* **DATA EXTRACT**
────────

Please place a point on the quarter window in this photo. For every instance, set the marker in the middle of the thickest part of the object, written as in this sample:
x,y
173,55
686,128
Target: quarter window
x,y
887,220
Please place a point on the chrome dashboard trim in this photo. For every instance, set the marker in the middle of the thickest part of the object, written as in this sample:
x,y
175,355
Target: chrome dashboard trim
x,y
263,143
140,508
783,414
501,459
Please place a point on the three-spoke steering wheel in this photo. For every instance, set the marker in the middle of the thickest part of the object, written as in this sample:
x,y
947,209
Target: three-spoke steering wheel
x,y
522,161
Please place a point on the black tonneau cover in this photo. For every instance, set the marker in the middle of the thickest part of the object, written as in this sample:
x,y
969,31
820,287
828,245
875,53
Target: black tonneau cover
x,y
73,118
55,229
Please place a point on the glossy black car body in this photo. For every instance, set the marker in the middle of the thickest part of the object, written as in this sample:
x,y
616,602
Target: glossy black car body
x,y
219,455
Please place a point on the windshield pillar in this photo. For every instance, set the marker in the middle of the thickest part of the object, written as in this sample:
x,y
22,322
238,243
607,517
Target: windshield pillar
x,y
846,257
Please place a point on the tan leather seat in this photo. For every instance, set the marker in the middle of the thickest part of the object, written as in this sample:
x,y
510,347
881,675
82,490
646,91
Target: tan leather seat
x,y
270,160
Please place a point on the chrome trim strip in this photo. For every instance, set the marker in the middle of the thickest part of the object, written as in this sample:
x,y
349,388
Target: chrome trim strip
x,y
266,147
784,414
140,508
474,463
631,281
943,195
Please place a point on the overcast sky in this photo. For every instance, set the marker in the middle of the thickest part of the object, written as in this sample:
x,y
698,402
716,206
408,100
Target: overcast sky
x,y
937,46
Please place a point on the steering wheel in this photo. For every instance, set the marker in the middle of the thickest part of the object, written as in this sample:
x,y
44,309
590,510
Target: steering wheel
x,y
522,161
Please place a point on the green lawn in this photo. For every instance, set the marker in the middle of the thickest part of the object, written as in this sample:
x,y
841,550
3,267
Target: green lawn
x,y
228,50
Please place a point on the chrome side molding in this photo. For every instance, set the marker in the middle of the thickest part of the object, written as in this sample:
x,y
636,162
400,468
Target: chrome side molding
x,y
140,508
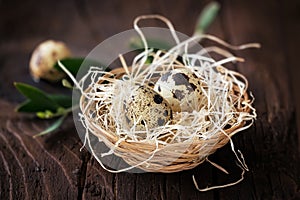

────────

* **WHAT IS EXPECTED**
Switch "thickest part" to "widest part" throughout the records above and give them again with nothing else changed. Leave the pictures out of your answer.

* **WRITTEN SOLUTION**
Please place a point on the quarter window in this photo. For every instance, set the marker in the middle of the widest part of the object, written as in this sample:
x,y
173,55
686,128
Target: quarter window
x,y
887,220
Please place a point on the chrome dashboard trim in this photo. For every instance, set the marker in the middle of the widest part of the object, written as in this sample:
x,y
175,355
Target: chrome dashboard trim
x,y
263,143
140,508
783,414
501,459
Please place a point on the three-spoke steering wheel in this photo. For every instance, set the marker in the middle of the widest part of the object, written as in this sample:
x,y
947,209
Target: three-spoke steering wheel
x,y
522,161
Please place a point on the black tonneau cover in this photo. For every instance, set the marker in the middle of the widest part of the object, written as in this sample:
x,y
969,31
820,287
828,245
875,53
Target: black tonneau cover
x,y
73,118
55,229
Please place a point on the glossy black car body in this photo. For every instance, set the marker in the middle of the widest part of the object, written as in this sample:
x,y
616,602
Target: glossy black car body
x,y
219,455
Please place a point on the windshield pillar in this photo. For every instance, set the marker in the middle of the widest part of the object, written as in this sample:
x,y
22,322
238,243
607,517
Target: windshield pillar
x,y
846,257
Please place a point on the tan leather seat in this photo. For every instance, set the marker in the middle of the widest part of the object, written as in this sample:
x,y
510,347
881,675
82,490
646,91
Target: tan leather seat
x,y
270,160
Please place a point on the chrome trim strip in this photo. For every instance, set the marker in the middle of the widest part of the object, written as in this sample:
x,y
349,388
Target: chrome trim strip
x,y
266,147
784,414
140,508
474,463
631,281
943,195
Please place a point on the overcast sky in this photo. For every instance, set the marker in the middle of the widest part of the object, written as in this sample:
x,y
698,402
716,206
408,100
Target: overcast sky
x,y
937,46
Please place a point on the steering wheel in this photo. For every instance, set the marker in the middle of the widest part of the object, written as in this sample:
x,y
44,309
590,510
Target: steering wheel
x,y
522,161
Please place a point on the green lawn in this photo. For every instance, set the marker in the middle of the widest part of the object, written as in this sample:
x,y
841,550
3,267
Target: green lawn
x,y
228,50
Please place a point on the chrome side molding in this photo. For every instance, set the marker in the middle of the widest part of the object, written as in this sample:
x,y
636,162
400,468
Target: chrome side molding
x,y
140,508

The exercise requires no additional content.